Texto:
A fotógrafa brasileira Alexandra Salvador, que perdeu o noivo, o diplomata suíço Ronald Dreyer, faz questão de não acompanhar as notícias a respeito dos desdobramentos da tragédia. Ainda assim, ficou sabendo do resgate da caixa-preta. "Tomo conhecimento pelos amigos, que se preocupam mas, sinceramente, estou muito desgastada com isso tudo. São dois anos", disse.
Decepcionada com o tratamento que tem recebido do governo francês e da Air France, Alexandra considera a localização do equipamento "mais uma ação de marketing, tudo parte de um 'circo' criado pelo BEA" (Escritório de Investigações e Análise para a Aviação Civil), órgão do governo francês. "Se puderem ser punidos, bem, mas já não acompanho tudo isso."
Equipes francesas prosseguiram ontem, no Atlântico, as buscas à segunda caixa-preta do do avião, o Cockpit Voice Recorder (CVR), cujo conteúdo é considerado "essencial" pelo BEA, órgão francês responsável pela apuração das causas do acidente.
Um dia depois de localizar a primeira das caixas-pretas, o Flight Data Recorder (FDR), com dados eletrônicos do voo, os investigadores vasculham o local do acidente em busca dos diálogos travados pela tripulação, que podem esclarecer as reações dos pilotos.
Até ontem, segundo indicou a porta-voz do BEA, Martine Del Bono, nenhum pista da segunda caixa-preta havia sido localizada.
Especialistas esperançosos
De acordo com o diretor do BEA, Jean-Paul Troadec, os dados do Cockpit Voice Recorder (CVR) são complementares aos do Flight Data Recorder (FDR) em uma investigação sobre as causas de um acidente aéreo. "Sem os dados do sistema CVR, nos faltariam informações essenciais: a maneira como os pilotos reagiram, as razões de terem tomado tal decisão frente à urgência", citou Troadec.
O diretor voltou a afirmar que o estado exterior do gravador localizado é bom, mas que ainda não sabe se as informações foram preservadas. "A certificação do FDR não garante que ele resista tanto tempo embaixo d'água, mas nossos experts acreditam que existem chances de que possamos explorá-la, desde que não tenha havido corrosão”, acrescentou.
O que determinará se os dados poderão ou não ser recuperados é o estado do microchip localizado no interior da estrutura metálica. É nele que ficam armazenados os dados de um voo.

O que se pede:
Reproduza o trecho do texto sobre a busca das caixas-pretas que começa em "Equipes francesas prosseguiram" e vai até "causas do acidente.".

(Itens de uma fonte de dados)
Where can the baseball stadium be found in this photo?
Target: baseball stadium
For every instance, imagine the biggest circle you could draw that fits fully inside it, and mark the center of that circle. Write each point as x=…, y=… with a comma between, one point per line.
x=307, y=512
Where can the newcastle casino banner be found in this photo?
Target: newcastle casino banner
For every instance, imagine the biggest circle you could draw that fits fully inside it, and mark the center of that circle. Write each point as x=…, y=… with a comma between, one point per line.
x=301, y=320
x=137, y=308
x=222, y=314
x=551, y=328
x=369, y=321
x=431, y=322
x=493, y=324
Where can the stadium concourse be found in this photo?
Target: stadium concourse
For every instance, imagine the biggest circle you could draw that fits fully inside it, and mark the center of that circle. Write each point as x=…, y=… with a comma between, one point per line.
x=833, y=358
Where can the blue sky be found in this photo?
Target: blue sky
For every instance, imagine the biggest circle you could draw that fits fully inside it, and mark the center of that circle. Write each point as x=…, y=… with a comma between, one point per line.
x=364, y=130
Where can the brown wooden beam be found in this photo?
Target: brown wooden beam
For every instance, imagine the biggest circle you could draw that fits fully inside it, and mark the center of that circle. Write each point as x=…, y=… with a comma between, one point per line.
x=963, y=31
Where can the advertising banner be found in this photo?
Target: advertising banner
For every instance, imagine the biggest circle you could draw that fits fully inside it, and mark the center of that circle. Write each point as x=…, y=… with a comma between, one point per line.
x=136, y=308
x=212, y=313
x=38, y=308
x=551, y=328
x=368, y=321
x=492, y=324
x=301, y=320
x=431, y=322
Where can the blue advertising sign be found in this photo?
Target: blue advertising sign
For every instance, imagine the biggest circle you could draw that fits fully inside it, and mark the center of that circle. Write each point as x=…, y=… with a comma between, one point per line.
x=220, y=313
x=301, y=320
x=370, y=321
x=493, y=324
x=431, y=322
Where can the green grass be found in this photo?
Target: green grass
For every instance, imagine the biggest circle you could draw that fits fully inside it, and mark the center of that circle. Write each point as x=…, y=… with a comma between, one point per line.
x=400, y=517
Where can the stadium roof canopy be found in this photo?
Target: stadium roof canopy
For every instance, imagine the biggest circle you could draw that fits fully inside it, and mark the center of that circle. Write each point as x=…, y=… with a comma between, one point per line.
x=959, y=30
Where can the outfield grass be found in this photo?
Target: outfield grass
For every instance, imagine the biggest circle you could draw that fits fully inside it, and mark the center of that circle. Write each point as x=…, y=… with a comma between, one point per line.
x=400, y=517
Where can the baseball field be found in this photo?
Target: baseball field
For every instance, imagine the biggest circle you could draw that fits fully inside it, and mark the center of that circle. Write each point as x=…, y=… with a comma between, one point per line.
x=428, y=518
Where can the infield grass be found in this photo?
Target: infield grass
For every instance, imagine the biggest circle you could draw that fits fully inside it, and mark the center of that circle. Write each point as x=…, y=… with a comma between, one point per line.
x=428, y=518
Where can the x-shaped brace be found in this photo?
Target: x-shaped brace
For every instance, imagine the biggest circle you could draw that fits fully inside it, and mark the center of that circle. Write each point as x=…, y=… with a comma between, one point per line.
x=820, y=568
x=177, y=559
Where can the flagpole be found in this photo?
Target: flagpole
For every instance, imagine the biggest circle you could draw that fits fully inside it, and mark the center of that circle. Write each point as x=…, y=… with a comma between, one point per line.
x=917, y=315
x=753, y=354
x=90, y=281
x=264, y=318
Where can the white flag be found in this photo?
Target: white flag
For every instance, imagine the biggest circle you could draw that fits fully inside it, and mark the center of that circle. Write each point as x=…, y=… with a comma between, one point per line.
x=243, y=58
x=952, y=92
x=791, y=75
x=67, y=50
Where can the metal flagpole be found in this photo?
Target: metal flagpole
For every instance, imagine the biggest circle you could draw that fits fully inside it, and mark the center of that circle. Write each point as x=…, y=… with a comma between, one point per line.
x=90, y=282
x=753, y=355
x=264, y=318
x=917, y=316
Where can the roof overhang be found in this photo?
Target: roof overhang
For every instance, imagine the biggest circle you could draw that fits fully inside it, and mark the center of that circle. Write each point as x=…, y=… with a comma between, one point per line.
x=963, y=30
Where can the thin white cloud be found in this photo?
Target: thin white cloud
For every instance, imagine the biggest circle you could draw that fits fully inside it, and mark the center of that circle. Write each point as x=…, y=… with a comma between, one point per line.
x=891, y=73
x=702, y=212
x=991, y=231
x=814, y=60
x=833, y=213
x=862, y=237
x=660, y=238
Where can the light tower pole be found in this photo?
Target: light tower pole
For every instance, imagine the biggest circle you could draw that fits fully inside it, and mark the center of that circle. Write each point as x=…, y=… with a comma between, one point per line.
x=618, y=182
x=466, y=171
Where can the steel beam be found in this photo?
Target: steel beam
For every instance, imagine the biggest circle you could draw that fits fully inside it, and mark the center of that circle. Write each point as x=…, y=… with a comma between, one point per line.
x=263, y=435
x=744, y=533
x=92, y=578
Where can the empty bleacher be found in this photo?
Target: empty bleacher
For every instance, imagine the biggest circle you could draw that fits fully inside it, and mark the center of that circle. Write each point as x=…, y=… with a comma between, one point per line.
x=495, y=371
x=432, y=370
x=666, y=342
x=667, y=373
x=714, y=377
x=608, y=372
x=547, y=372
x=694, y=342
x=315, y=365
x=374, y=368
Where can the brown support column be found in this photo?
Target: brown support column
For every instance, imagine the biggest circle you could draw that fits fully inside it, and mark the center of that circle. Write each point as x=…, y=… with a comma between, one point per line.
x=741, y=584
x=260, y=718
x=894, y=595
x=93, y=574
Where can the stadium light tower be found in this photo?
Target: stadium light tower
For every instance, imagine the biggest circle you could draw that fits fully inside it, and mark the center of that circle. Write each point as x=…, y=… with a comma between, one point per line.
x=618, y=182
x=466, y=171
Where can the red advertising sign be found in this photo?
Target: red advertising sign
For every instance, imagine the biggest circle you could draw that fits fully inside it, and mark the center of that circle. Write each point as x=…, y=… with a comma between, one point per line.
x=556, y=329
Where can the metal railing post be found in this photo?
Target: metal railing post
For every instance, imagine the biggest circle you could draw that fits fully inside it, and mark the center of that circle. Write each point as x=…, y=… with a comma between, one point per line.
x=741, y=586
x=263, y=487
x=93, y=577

--

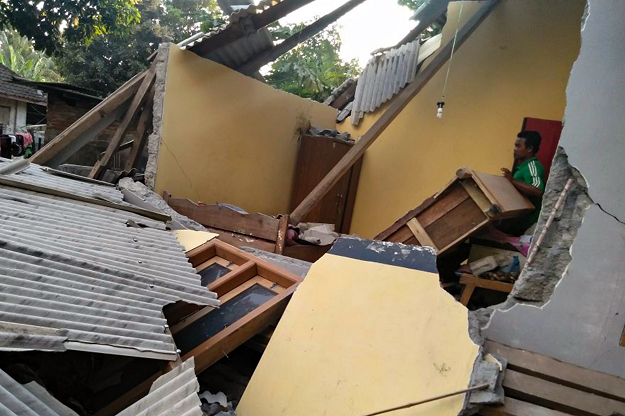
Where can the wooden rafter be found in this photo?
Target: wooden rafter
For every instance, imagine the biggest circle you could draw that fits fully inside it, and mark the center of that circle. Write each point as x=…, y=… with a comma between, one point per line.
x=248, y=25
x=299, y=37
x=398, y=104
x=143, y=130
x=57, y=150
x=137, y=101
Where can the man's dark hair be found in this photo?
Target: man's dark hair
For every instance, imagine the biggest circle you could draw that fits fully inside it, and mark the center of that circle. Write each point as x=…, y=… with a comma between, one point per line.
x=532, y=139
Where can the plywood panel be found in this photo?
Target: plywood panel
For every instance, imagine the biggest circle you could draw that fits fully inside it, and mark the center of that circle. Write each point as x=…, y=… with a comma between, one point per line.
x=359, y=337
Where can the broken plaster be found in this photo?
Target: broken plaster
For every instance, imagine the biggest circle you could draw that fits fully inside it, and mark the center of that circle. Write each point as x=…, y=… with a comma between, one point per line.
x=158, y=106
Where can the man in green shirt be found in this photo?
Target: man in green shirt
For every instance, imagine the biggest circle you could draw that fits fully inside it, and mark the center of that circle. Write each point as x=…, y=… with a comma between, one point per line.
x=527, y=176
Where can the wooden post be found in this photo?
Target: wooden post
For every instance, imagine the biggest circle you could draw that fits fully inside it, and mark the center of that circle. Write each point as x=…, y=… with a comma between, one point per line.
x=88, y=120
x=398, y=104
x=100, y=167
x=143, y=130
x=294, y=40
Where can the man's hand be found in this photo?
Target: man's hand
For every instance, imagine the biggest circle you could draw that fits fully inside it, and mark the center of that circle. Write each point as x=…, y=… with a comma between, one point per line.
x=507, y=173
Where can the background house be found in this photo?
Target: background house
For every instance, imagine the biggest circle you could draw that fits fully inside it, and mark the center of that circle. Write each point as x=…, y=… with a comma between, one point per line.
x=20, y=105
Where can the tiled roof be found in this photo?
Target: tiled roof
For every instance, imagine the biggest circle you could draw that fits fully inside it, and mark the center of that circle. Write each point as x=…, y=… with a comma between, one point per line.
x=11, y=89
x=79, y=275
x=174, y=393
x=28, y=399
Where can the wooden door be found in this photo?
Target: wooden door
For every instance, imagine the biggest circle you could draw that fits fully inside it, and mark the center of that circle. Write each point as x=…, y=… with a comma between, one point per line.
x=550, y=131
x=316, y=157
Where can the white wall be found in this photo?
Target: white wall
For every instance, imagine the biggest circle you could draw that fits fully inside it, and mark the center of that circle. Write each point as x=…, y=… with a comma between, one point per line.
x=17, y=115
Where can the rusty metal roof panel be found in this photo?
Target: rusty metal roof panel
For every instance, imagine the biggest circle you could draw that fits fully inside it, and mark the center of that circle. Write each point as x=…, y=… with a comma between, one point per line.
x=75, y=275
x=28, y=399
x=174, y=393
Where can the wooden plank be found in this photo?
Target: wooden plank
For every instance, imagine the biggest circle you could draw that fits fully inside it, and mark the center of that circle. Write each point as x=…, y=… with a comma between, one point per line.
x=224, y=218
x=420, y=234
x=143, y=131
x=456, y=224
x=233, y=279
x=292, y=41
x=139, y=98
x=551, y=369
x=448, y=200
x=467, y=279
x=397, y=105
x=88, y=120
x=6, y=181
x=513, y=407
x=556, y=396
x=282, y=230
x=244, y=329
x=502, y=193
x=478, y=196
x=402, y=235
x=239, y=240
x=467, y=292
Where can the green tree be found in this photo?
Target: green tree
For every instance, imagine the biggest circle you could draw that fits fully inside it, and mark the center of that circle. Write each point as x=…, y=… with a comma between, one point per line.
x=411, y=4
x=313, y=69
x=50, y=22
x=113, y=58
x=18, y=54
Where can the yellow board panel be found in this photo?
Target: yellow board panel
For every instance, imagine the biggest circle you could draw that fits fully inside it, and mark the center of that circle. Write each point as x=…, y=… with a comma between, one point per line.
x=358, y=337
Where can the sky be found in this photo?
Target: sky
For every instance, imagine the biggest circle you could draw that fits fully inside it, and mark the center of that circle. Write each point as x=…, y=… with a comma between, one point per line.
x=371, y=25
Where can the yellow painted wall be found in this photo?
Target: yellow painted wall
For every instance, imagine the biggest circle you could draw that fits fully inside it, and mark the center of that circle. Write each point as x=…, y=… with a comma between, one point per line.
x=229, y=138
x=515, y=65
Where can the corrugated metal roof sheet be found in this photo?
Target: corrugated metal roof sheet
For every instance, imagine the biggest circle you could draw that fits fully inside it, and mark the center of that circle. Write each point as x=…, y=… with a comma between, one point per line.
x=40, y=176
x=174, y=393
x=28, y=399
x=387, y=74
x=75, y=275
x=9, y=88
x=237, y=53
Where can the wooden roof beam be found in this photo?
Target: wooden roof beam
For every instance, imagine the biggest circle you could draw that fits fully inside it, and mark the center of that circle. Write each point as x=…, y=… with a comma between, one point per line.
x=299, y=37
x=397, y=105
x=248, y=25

Solução escrita:
Equipes francesas prosseguiram ontem, no Atlântico, as buscas à segunda caixa-preta do do avião, o Cockpit Voice Recorder (CVR), cujo conteúdo é considerado "essencial" pelo BEA, órgão francês responsável pela apuração das causas do acidente.